(Object pointing dataset records)

++++++++

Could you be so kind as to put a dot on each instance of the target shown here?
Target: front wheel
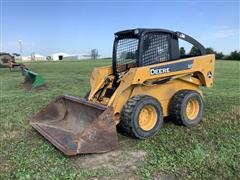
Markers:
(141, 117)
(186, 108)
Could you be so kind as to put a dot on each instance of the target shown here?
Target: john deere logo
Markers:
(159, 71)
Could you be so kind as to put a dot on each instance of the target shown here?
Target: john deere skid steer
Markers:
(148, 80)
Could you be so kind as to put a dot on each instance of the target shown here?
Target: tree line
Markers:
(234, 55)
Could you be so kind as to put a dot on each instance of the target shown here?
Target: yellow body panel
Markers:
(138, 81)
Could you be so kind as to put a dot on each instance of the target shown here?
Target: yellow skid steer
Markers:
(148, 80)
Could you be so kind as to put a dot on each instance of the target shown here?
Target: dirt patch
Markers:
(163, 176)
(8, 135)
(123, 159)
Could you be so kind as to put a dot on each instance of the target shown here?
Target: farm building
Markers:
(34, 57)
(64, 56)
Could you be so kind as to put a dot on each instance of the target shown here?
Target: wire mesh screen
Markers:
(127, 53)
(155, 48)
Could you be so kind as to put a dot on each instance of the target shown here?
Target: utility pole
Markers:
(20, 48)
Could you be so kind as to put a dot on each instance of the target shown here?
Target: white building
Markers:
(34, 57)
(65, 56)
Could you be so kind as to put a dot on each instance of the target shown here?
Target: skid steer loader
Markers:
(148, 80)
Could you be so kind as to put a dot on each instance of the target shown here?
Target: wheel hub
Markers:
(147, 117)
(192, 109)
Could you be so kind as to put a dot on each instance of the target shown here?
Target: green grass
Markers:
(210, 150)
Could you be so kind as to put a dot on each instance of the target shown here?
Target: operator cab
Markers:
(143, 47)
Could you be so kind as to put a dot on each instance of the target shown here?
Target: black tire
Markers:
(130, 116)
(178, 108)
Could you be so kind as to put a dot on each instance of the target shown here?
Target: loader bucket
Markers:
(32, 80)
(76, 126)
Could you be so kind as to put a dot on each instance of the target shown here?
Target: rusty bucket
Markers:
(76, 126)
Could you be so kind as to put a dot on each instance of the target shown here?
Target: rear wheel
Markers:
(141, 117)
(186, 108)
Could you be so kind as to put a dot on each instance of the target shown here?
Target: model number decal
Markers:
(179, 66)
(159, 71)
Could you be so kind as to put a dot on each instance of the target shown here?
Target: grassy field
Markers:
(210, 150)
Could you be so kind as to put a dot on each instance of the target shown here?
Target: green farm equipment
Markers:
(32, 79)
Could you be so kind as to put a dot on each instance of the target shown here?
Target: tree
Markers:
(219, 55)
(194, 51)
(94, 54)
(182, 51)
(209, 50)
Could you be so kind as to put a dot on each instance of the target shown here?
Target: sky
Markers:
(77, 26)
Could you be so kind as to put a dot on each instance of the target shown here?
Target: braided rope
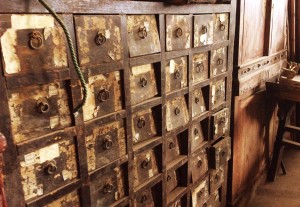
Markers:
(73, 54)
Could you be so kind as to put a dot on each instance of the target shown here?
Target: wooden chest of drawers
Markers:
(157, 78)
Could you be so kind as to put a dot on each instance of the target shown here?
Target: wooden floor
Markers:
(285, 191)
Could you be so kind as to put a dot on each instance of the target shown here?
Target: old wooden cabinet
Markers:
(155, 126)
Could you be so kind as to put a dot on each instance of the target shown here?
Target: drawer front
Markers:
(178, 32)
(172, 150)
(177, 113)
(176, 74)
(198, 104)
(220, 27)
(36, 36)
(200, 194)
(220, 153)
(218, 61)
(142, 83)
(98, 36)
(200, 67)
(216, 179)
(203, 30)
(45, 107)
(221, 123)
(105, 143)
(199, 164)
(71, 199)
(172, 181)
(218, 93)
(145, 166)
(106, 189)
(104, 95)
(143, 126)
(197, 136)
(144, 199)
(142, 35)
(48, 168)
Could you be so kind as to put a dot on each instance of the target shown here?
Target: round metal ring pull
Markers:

++++++++

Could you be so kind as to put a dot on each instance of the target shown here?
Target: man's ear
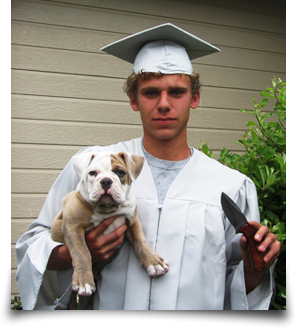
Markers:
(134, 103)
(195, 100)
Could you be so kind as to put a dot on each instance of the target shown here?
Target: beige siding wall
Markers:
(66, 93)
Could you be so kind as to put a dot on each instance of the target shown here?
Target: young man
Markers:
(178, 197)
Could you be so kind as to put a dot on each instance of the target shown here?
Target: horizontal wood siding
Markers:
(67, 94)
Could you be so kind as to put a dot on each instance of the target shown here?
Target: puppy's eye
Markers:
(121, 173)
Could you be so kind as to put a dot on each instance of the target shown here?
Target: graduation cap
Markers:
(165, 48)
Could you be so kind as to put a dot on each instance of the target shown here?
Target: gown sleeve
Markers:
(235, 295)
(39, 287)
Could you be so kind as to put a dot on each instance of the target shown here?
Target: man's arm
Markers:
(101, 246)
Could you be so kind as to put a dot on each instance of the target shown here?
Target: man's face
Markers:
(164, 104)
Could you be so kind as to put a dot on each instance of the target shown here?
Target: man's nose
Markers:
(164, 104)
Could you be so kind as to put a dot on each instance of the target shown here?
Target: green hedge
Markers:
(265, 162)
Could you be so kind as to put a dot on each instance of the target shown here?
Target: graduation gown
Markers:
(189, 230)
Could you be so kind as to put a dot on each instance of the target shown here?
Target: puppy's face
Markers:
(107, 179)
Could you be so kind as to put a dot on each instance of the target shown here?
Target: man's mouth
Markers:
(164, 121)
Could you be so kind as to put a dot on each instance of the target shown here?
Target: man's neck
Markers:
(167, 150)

++++++++

- _Written problem_
Select and copy every line of the records above that contains the word "graduation". Case counts when matching.

- _Problem solution_
Target: graduation cap
Target: graduation gown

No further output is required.